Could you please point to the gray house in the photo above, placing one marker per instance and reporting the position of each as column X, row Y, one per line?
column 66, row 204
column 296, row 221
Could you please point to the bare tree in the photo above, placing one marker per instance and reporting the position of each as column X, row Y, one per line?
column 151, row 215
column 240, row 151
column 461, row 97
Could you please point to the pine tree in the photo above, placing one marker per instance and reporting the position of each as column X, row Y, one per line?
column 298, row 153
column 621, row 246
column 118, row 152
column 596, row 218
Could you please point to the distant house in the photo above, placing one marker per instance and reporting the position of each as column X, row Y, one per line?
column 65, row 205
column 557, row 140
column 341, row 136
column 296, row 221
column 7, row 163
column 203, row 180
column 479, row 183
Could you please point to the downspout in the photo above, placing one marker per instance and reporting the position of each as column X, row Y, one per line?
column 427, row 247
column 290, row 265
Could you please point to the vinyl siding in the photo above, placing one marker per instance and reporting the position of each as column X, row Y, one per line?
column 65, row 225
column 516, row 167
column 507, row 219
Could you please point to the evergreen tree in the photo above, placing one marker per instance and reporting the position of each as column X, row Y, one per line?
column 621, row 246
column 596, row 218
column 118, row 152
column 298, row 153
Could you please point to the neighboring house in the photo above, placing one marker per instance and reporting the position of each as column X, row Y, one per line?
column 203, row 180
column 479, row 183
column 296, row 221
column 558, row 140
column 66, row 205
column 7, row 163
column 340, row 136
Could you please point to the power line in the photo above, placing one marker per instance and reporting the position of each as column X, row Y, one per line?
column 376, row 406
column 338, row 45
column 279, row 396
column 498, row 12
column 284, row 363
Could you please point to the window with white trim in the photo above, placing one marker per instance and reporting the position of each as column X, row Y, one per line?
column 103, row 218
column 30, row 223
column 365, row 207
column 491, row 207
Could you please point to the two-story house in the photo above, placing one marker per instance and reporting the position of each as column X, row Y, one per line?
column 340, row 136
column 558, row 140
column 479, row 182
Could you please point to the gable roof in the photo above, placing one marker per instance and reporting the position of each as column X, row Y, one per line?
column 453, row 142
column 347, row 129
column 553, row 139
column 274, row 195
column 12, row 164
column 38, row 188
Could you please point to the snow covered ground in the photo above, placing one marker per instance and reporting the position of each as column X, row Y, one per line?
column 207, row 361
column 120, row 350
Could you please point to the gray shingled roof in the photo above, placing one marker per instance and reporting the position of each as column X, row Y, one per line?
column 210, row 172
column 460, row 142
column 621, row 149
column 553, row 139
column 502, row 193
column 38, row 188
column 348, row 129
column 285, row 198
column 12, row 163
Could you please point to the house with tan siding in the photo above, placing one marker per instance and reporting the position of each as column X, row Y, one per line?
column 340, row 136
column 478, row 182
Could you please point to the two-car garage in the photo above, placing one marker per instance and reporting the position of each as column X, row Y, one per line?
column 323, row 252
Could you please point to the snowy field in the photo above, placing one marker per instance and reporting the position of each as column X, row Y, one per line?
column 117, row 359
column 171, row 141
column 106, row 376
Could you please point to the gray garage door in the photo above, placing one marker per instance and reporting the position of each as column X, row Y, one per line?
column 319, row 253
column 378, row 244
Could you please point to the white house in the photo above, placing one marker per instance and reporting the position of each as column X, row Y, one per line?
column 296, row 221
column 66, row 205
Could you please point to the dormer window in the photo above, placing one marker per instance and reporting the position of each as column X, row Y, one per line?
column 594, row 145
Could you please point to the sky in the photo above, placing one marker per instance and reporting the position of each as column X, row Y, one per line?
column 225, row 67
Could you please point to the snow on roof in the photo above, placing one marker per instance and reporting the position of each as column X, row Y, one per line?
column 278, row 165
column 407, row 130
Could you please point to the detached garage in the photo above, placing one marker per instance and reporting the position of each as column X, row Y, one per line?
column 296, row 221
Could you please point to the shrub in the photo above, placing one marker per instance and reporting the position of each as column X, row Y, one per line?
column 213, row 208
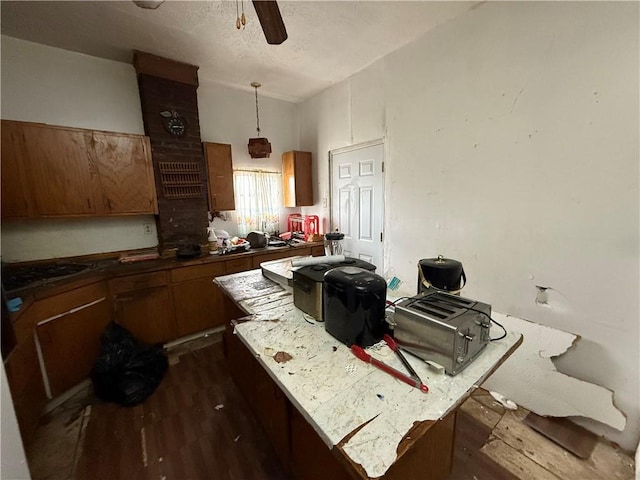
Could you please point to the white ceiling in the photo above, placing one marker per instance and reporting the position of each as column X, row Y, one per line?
column 328, row 41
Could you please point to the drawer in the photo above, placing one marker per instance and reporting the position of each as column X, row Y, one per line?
column 138, row 282
column 214, row 269
column 238, row 265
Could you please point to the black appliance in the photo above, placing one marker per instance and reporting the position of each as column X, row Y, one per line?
column 354, row 302
column 257, row 239
column 442, row 274
column 308, row 284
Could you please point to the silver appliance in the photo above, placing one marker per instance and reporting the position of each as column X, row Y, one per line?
column 446, row 329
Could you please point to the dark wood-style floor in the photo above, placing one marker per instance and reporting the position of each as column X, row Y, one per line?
column 198, row 426
column 195, row 426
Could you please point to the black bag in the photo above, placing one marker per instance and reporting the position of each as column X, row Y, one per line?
column 126, row 371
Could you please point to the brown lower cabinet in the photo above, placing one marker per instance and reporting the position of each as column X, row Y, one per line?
column 197, row 300
column 156, row 307
column 143, row 305
column 272, row 409
column 67, row 327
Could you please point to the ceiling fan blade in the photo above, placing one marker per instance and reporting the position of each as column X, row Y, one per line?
column 271, row 21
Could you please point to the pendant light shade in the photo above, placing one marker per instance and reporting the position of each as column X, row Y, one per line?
column 258, row 147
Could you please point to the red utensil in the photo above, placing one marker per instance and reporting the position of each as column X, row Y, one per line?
column 412, row 379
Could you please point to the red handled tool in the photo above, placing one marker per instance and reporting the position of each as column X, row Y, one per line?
column 413, row 379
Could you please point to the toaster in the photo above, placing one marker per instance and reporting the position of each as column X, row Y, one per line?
column 354, row 303
column 446, row 329
column 308, row 284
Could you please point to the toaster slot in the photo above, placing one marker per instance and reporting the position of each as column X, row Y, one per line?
column 433, row 310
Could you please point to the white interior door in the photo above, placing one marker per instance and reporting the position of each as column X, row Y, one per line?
column 357, row 202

» Exercise details: Update the data starting at the line containing "Could you please point to the black bag" and ending at the line containing "column 271, row 21" by changing "ceiling fan blade" to "ceiling fan paddle". Write out only those lines, with everything else left as it is.

» Result:
Could you please point to the black bag in the photo above, placing one marker per instance and reporting the position of each as column X, row Y, one per line?
column 126, row 371
Could you please point to the brown lower cabinet in the photo above, placing one marker per instance and reporting the position of each as column X, row Y, one per line?
column 197, row 300
column 156, row 307
column 143, row 305
column 272, row 409
column 67, row 327
Could you please point to the ceiling fan paddle in the photo above, placing one marker per instance and reporting the position of each as column X, row Y, one per line?
column 271, row 21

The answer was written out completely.